Objective:
Extract each line of the records below that contains the word "task".

Data:
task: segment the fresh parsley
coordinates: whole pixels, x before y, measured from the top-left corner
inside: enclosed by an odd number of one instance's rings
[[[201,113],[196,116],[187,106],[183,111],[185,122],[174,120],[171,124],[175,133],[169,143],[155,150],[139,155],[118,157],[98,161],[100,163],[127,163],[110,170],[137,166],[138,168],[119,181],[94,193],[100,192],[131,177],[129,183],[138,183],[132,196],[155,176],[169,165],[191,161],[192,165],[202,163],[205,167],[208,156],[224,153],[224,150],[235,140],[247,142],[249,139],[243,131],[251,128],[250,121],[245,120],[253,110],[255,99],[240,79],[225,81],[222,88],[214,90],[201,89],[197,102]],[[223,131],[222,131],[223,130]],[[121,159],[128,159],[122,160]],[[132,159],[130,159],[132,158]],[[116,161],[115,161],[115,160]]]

--

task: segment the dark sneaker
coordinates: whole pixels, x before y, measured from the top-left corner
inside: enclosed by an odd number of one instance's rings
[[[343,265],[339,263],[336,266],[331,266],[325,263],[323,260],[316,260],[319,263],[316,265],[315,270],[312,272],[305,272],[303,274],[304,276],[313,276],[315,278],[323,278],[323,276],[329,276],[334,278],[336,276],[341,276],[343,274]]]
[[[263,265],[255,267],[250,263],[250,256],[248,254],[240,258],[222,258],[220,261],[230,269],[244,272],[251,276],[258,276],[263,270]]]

Written response:
task: segment the fresh parsley
task: segment the dark sneaker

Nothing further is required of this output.